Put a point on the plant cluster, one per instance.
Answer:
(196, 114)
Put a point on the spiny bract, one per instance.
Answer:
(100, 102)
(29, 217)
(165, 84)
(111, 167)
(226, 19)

□ □ □ □

__Your objective__: The expected response is the entire listing, repeated word for word.

__Answer below__:
Put a point on the plant cluster, one per instance.
Answer:
(196, 114)
Put a point on the spiny bract, one per instance.
Answer:
(100, 102)
(29, 217)
(165, 84)
(111, 167)
(226, 19)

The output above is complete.